Instructions for the task: Each line below must be printed exactly as it stands.

Record excerpts:
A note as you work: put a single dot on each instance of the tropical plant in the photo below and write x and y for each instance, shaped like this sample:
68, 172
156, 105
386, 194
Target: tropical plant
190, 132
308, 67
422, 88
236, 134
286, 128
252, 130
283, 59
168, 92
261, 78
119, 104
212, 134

Solved problem:
A note as you work: put a single dot on each instance of the tropical plant in the photo below and write x and y for each instance, shaped like this sample:
68, 172
156, 105
386, 194
Target: tropical plant
190, 132
308, 67
422, 88
236, 134
286, 128
252, 130
283, 59
168, 92
261, 78
119, 104
212, 134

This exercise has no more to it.